◆ **Records from a data collection**
_____

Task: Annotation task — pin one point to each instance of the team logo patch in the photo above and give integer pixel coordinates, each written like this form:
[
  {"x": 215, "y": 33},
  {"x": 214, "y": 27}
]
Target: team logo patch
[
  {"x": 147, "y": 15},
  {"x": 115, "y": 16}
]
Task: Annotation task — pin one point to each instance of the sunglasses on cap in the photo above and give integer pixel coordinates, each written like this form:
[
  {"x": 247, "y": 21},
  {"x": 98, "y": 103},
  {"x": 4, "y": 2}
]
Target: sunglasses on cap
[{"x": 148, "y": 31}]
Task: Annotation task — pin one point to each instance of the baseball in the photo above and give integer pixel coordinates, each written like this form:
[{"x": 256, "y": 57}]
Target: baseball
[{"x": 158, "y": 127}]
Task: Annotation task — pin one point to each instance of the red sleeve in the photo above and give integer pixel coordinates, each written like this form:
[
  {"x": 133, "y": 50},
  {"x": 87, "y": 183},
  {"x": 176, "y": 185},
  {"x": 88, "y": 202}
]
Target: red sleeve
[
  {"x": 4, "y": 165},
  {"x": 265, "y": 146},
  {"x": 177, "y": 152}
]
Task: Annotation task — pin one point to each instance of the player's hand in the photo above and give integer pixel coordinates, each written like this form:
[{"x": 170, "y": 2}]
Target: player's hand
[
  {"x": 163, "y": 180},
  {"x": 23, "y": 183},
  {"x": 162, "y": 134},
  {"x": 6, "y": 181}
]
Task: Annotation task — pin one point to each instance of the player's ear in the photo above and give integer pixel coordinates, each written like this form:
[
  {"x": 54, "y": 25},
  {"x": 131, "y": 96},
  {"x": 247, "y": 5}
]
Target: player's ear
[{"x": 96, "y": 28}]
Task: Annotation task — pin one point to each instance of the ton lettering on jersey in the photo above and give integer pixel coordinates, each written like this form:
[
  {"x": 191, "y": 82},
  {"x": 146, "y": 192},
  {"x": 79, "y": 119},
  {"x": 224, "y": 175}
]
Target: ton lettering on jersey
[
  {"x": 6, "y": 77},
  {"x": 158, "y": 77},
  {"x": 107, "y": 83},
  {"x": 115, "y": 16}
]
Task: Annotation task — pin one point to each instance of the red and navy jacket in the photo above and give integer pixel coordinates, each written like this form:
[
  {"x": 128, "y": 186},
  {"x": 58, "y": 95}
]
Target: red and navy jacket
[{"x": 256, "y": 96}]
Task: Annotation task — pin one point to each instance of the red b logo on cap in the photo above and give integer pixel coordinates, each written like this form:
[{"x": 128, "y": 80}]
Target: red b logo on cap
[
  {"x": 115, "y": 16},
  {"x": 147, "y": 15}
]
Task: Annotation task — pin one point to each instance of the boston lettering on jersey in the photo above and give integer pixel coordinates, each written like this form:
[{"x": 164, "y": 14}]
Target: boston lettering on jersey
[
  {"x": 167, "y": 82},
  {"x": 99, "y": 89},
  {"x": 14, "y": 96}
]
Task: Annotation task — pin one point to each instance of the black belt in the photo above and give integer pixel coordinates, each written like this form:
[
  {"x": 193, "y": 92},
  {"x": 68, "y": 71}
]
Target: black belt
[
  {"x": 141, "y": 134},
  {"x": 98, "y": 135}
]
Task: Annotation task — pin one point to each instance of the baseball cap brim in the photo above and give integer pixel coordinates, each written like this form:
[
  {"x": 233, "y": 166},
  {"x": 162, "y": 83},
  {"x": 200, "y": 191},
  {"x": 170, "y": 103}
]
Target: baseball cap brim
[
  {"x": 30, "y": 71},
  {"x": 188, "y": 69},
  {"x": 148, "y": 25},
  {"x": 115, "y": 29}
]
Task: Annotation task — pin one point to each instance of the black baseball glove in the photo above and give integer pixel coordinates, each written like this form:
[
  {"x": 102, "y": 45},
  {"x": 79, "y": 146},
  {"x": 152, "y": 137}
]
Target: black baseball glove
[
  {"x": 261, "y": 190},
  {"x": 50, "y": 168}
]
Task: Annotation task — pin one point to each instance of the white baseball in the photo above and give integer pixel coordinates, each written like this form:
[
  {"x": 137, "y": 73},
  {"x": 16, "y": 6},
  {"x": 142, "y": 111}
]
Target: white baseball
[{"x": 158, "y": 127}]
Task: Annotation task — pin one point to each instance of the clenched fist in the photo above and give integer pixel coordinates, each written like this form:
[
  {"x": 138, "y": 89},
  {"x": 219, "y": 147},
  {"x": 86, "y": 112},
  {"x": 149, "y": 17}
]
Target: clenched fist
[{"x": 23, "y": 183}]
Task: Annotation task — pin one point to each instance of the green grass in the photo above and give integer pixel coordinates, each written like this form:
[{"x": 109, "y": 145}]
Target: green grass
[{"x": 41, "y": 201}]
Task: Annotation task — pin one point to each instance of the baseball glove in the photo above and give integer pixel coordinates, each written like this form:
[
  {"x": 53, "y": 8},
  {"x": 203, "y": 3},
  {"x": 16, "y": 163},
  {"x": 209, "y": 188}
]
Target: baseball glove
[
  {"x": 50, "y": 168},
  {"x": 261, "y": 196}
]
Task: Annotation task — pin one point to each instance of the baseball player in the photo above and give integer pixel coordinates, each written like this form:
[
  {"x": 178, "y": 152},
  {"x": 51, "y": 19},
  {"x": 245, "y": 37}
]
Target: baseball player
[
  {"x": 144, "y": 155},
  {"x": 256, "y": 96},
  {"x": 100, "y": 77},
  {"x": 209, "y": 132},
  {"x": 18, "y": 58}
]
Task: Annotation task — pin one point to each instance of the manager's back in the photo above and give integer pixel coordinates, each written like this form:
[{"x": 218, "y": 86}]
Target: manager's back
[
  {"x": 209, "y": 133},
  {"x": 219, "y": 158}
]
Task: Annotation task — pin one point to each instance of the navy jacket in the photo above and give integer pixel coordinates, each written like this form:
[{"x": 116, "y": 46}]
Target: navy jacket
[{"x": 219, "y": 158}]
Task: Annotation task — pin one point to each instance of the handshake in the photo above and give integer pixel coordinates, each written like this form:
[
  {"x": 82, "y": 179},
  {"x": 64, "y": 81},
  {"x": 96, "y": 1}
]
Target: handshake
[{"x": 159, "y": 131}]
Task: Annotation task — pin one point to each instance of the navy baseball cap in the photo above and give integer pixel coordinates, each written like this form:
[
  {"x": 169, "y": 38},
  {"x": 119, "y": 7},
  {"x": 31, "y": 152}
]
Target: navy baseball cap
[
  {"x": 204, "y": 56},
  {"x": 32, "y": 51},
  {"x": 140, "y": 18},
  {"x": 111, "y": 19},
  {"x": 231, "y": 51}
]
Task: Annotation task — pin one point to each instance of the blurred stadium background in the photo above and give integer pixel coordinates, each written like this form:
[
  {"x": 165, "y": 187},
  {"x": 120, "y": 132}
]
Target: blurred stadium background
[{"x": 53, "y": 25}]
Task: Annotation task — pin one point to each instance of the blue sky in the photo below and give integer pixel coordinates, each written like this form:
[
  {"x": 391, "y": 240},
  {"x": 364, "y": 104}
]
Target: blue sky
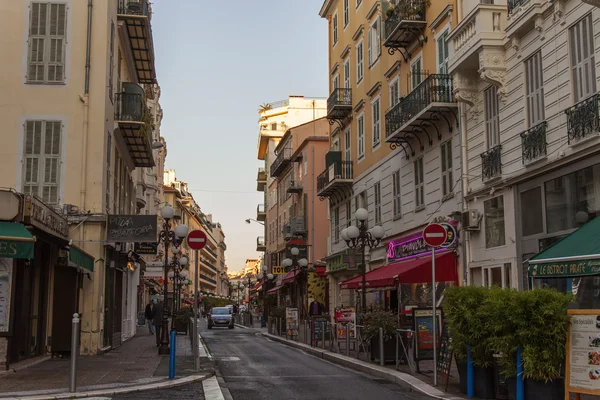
[{"x": 216, "y": 62}]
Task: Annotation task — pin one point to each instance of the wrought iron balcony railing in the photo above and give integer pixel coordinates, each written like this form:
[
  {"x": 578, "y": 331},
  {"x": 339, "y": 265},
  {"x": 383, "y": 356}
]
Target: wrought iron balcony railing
[
  {"x": 337, "y": 170},
  {"x": 583, "y": 119},
  {"x": 436, "y": 88},
  {"x": 491, "y": 163},
  {"x": 534, "y": 142}
]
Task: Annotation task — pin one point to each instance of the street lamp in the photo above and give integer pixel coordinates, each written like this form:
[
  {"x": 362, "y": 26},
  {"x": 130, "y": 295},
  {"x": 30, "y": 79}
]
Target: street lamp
[
  {"x": 359, "y": 237},
  {"x": 167, "y": 237}
]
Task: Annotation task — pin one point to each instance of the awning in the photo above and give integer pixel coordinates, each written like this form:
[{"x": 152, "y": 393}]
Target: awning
[
  {"x": 578, "y": 254},
  {"x": 15, "y": 241},
  {"x": 79, "y": 258},
  {"x": 411, "y": 271}
]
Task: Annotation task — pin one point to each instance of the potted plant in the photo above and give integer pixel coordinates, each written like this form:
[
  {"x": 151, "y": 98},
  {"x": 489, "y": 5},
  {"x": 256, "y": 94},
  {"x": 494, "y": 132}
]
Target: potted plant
[{"x": 372, "y": 321}]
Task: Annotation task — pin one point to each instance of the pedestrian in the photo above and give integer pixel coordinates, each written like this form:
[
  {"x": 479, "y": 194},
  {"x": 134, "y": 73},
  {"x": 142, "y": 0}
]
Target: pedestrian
[
  {"x": 157, "y": 314},
  {"x": 149, "y": 316}
]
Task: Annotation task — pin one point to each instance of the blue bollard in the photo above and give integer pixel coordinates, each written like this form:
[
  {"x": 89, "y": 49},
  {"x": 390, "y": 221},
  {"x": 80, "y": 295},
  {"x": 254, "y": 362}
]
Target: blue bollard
[
  {"x": 172, "y": 354},
  {"x": 470, "y": 374},
  {"x": 520, "y": 372}
]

_____

◆ **INSTRUCTIONS TO FOLLOW**
Rewrite only the records from the line containing "the blue bollard" through the last line of the records, both ends included and requests kept as they are. Add 136 to every pixel coordinate in the answers.

◆ **SOLUTION TO THIS EXERCISE**
Task: Annotation task — pin one point to each instance of the blue bollard in the photo above and give integer pixel coordinates, each written like this form:
[
  {"x": 89, "y": 49},
  {"x": 390, "y": 221},
  {"x": 80, "y": 295},
  {"x": 254, "y": 362}
]
Target: blue bollard
[
  {"x": 308, "y": 490},
  {"x": 606, "y": 510},
  {"x": 656, "y": 508}
]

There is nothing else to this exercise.